__Task directions__. What is the number of lines in the entries that contain the word "instance"? Reply with that number only.

*** Source material ***

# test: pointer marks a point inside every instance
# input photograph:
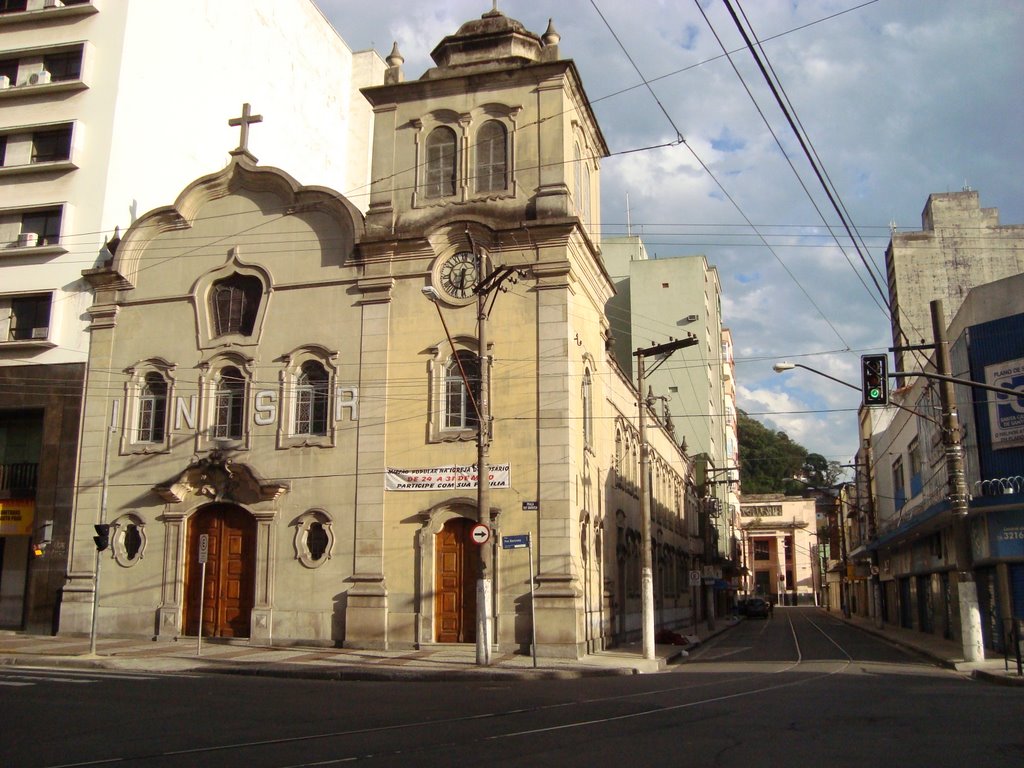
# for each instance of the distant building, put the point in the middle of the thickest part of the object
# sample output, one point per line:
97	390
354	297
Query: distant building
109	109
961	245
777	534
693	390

*** End of Source material ***
*** Source material ***

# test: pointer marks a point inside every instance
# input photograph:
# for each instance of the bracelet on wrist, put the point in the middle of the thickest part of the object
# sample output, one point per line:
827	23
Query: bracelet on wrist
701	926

*** End of Source material ***

__Solution to the problem__. 4